- Complete the following -
1/ Answer these about the forum question on TPU training:
(a) Which model did the poster previously train on a GPU?
(b) What does the TFrecord return?
(c) How many channels does the decode_image function pass to tf.image.decode_jpeg?
2/ From the forum question on TPU training, return the passage starting at "Training loss is" and ending at "image = tf.image.decode_jpeg(image_data, channels=3)", copied exactly.

- Selected excerpt -
Training loss is Nan using image segmentation in TPU using TFrecords

Question

I am a beginner trying to work with TPUs using Tensorflow in Kaggle Kernels. I previously trained an Unet model using a dataset in GPU, and now I am trying to implement that in TPU. I made a tfrecord out of the dataset images and mask, and the TFrecord returns image and mask. When I try to train in TPU, the loss is always Nan, even though the metrics accuracy is normal. Since this is the same model and loss I used in GPU, I am guessing the problem is in tfrecord or loading dataset. The code for loading data is given below :

 def decode_image(image_data):
    image = tf.image.decode_jpeg(image_data, channels=3)

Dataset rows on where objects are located
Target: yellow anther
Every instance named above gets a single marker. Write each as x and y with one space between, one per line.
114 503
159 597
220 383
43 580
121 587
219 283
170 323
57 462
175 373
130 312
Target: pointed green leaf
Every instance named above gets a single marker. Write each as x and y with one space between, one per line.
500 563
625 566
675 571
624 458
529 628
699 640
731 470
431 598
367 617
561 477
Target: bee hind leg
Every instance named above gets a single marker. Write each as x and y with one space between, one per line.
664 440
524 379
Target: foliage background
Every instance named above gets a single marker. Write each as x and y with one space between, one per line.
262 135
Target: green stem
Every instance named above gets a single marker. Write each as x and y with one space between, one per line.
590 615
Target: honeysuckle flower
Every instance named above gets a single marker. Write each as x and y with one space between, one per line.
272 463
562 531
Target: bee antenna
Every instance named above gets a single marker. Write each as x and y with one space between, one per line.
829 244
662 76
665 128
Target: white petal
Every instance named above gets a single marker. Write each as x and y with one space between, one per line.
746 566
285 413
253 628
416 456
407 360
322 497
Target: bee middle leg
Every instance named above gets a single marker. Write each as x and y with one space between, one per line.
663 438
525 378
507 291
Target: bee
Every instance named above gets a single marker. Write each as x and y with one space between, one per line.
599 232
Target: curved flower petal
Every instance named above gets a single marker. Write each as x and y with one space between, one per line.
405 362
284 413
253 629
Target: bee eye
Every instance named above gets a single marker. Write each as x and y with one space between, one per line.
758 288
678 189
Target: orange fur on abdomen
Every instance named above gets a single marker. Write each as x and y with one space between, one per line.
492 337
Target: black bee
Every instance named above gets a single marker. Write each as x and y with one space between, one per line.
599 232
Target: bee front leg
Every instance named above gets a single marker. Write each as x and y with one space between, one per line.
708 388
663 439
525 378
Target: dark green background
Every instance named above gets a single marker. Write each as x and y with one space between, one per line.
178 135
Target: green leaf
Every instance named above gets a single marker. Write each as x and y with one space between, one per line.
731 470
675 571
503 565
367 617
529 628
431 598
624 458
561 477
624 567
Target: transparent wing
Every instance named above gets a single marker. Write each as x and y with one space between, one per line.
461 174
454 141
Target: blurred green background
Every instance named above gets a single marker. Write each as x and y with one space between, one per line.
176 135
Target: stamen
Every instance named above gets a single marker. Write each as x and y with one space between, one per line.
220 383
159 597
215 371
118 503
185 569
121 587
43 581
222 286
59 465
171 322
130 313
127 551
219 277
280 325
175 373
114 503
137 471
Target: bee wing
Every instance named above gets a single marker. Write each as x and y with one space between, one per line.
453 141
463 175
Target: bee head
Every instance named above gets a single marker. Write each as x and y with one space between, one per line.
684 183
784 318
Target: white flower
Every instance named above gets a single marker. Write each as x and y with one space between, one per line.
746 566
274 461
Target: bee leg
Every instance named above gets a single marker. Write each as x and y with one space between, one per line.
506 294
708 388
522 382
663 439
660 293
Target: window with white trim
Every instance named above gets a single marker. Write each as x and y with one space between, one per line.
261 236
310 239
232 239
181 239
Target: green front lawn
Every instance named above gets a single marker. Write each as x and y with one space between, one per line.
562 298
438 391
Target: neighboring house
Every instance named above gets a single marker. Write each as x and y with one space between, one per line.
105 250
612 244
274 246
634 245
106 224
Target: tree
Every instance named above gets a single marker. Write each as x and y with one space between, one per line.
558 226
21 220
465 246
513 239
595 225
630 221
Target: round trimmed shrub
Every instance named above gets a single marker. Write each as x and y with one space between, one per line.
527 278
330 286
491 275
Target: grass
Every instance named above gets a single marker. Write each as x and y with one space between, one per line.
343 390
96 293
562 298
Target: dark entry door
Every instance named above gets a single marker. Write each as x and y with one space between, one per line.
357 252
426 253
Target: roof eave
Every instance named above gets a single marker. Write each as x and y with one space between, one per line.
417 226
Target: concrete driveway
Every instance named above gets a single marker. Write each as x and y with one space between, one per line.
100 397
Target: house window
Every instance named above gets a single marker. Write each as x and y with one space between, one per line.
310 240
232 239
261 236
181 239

- Solutions to the problems -
1/
(a) A Unet model
(b) Image and mask
(c) 3

2/
Training loss is Nan using image segmentation in TPU using TFrecords

Question

I am a beginner trying to work with TPUs using Tensorflow in Kaggle Kernels. I previously trained an Unet model using a dataset in GPU, and now I am trying to implement that in TPU. I made a tfrecord out of the dataset images and mask, and the TFrecord returns image and mask. When I try to train in TPU, the loss is always Nan, even though the metrics accuracy is normal. Since this is the same model and loss I used in GPU, I am guessing the problem is in tfrecord or loading dataset. The code for loading data is given below :

 def decode_image(image_data):
    image = tf.image.decode_jpeg(image_data, channels=3)